**WHAT TO PRODUCE:**
Show every line of the entries below that contains the word "clicks". Case counts.

____ SUPPLIED RECORDS

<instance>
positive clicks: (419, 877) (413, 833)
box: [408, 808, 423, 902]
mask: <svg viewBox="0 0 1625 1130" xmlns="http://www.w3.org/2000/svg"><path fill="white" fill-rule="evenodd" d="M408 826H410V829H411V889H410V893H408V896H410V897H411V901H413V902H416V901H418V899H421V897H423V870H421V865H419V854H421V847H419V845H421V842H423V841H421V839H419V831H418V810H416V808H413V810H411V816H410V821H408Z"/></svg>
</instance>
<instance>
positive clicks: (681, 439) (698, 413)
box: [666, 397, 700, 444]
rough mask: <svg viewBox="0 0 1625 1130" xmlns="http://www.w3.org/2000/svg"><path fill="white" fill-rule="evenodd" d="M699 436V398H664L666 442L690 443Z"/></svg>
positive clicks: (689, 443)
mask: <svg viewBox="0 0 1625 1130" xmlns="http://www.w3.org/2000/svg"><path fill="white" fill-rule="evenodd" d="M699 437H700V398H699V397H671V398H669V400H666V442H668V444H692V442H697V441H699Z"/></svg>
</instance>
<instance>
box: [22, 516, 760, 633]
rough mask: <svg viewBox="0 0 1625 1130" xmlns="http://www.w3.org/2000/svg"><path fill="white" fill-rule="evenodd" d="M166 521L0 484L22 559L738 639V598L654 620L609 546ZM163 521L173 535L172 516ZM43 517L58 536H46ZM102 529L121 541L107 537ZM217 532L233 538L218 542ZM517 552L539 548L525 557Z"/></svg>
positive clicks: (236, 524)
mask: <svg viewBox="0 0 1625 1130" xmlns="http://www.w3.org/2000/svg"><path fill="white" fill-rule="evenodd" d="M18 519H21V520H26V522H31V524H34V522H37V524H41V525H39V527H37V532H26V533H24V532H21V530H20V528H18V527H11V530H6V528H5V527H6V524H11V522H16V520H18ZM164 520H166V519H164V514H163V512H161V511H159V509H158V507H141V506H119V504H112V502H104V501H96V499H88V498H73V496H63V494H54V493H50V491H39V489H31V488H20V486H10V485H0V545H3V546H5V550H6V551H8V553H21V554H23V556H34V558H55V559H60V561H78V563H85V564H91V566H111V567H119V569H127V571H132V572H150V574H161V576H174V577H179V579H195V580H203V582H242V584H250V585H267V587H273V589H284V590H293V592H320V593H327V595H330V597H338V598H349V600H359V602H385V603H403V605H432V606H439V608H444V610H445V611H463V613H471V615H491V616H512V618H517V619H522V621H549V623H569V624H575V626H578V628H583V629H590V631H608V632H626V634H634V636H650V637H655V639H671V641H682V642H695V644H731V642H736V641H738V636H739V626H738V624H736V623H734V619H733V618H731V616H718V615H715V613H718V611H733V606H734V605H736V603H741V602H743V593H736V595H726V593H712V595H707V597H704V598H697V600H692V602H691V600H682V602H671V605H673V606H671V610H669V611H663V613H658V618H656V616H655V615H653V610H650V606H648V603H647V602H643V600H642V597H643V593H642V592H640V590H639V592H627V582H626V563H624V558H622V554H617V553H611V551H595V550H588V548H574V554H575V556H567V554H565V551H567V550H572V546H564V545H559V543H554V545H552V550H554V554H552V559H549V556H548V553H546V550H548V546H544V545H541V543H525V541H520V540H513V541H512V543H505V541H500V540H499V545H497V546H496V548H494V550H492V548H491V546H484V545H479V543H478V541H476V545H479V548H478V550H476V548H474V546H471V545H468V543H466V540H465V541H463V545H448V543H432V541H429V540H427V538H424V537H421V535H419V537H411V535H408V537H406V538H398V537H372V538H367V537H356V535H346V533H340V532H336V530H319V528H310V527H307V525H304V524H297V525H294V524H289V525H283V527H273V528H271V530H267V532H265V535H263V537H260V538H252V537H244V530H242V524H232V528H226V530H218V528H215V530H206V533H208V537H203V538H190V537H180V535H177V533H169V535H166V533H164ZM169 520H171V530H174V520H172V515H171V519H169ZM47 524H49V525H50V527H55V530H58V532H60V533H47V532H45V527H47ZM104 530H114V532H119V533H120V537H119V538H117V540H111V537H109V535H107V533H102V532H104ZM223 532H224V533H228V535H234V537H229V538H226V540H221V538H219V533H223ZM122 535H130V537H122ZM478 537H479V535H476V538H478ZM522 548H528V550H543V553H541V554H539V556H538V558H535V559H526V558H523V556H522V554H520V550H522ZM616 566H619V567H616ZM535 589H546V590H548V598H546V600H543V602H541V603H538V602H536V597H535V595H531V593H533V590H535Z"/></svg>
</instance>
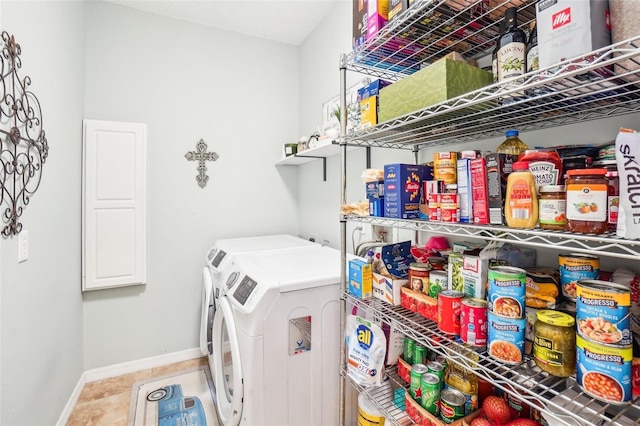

________

**EXERCISE RESULT:**
positive clicks: (419, 877) (413, 833)
positive clicks: (681, 439) (698, 413)
positive clicks: (689, 443)
positive clicks: (236, 524)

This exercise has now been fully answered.